EXERCISE TASKS:
1. Reproduce the book description word for word from "With her wealth" to "high prison walls.".
2. Using the book description, explain in one to three sentences what landed the countess in the Ravensbruck concentration camp.

EXTRACT PROVIDED:
Michelangelo in Ravensbruck: One Woman’s War Against the Nazis is a detailed record of Hitler’s command, written between 1945 and 1946 by Countess Karolina Lanckoronska, a Polish-Catholic aristocrat with an indomitable will and a formidable intellect. In a memoir written in no-nonsense, reportorial style, this art professor tells of her activities and imprisonment for what the Nazis called her troublesome interference with the Reich’s rule of terror.
With her wealth and connections, the countess could have escaped to Switzerland at the occupation’s outset. But, an ardent patriot and dedicated teacher, she vowed to remain and continue her everyday life as well as to join the underground, all the while working to provide food and support to those in Nazi jails and prisons. Her head-on dealings with the SS and Gestapo, especially a perilous exchange with Nazi henchman Hans Kruger (in which he reveals a mass murder of Polish professors), land her in the notorious Ravensbruck concentration camp. There, she bolsters the women inmates (especially the rabbits, women subjected to medical experimentation) with nursing care and her extra rations of food. She also offers them sustenance for the spirit lectures on art and history that lift their vision beyond the high prison walls.

[Records excerpted from a collection]
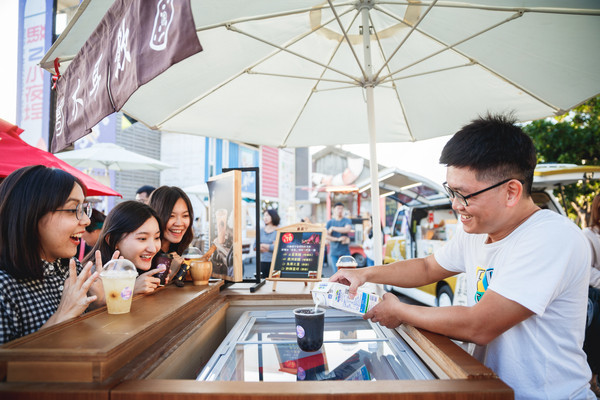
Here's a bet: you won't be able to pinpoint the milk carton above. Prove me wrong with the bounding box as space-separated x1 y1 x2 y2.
312 282 379 315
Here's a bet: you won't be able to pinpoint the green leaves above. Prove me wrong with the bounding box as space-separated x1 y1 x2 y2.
523 96 600 227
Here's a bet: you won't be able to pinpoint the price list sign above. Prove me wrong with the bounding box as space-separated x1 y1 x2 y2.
269 224 325 281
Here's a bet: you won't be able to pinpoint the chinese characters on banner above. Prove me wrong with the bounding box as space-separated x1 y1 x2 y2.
52 0 202 151
17 0 52 150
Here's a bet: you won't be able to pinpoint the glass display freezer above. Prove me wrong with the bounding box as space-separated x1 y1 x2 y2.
197 309 436 382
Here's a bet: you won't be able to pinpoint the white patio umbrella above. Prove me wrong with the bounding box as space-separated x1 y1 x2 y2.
55 143 173 172
41 0 600 263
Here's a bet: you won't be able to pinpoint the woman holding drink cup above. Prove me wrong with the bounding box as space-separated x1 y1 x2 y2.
0 165 104 343
150 186 194 279
84 201 165 295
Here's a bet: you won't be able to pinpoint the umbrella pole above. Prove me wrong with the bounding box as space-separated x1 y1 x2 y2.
360 5 383 265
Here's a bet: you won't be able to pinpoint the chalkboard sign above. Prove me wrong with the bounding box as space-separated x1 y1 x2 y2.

RESPONSE LIST:
1.
With her wealth and connections, the countess could have escaped to Switzerland at the occupation’s outset. But, an ardent patriot and dedicated teacher, she vowed to remain and continue her everyday life as well as to join the underground, all the while working to provide food and support to those in Nazi jails and prisons. Her head-on dealings with the SS and Gestapo, especially a perilous exchange with Nazi henchman Hans Kruger (in which he reveals a mass murder of Polish professors), land her in the notorious Ravensbruck concentration camp. There, she bolsters the women inmates (especially the rabbits, women subjected to medical experimentation) with nursing care and her extra rations of food. She also offers them sustenance for the spirit lectures on art and history that lift their vision beyond the high prison walls.

2. Her head-on dealings with the SS and Gestapo landed her in Ravensbruck. The chief of these was a perilous exchange with Nazi henchman Hans Kruger, in which he revealed a mass murder of Polish professors.